#### [Data excerpts]

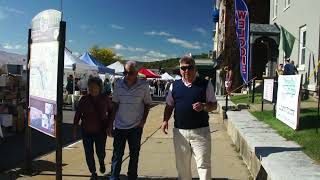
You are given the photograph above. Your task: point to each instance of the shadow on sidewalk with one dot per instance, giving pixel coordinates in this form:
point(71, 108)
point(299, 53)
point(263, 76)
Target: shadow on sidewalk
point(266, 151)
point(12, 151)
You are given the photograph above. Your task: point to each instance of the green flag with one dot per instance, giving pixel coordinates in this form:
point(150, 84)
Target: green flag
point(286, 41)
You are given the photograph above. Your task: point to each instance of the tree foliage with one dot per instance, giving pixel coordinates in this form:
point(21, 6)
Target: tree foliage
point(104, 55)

--

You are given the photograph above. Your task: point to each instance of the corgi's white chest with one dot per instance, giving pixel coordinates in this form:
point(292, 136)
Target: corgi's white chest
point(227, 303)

* * *

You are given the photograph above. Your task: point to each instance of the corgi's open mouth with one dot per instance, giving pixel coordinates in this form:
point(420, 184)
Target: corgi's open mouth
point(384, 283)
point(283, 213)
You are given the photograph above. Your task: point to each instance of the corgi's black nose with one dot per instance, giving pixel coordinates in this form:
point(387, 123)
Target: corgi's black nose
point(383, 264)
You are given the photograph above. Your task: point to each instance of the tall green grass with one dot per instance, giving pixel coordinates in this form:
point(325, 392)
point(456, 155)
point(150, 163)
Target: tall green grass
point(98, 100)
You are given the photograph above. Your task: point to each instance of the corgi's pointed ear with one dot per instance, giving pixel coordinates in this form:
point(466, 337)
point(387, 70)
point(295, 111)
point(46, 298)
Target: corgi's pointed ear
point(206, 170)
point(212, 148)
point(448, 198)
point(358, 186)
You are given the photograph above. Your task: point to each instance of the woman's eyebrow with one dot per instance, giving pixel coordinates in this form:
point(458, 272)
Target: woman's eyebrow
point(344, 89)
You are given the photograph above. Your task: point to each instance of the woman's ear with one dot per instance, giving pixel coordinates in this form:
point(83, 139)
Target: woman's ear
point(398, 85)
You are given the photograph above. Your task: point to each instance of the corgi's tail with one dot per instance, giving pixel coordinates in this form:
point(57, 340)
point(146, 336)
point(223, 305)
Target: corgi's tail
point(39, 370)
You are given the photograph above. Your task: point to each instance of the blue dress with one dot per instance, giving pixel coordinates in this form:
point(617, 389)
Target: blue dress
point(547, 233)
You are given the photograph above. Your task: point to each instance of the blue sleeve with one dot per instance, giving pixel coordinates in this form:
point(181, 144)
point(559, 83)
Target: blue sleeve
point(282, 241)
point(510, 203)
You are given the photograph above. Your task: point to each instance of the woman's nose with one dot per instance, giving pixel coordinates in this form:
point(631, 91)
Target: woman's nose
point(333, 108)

#### [Work to be completed]
Copy out, word for word, the lines between the one containing "of the shadow" and the one containing "point(104, 55)", with both of those lines included.

#### [Reply]
You are given the photograph above. Your task: point to each instance of the shadow on sidewalk with one dot per instance, giving pixel coordinates in this form:
point(71, 108)
point(299, 53)
point(263, 76)
Target: shadow on sidewalk
point(266, 151)
point(12, 151)
You are given the photograph above. Your task: point to each instance of the green flag with one dot per instance, giving pixel coordinates in this form:
point(150, 84)
Target: green flag
point(286, 41)
You are given the photograph above. Your task: point to each instance of the tree foliage with one dot per instance, giving pixel coordinates in this form:
point(21, 6)
Target: tree foliage
point(104, 55)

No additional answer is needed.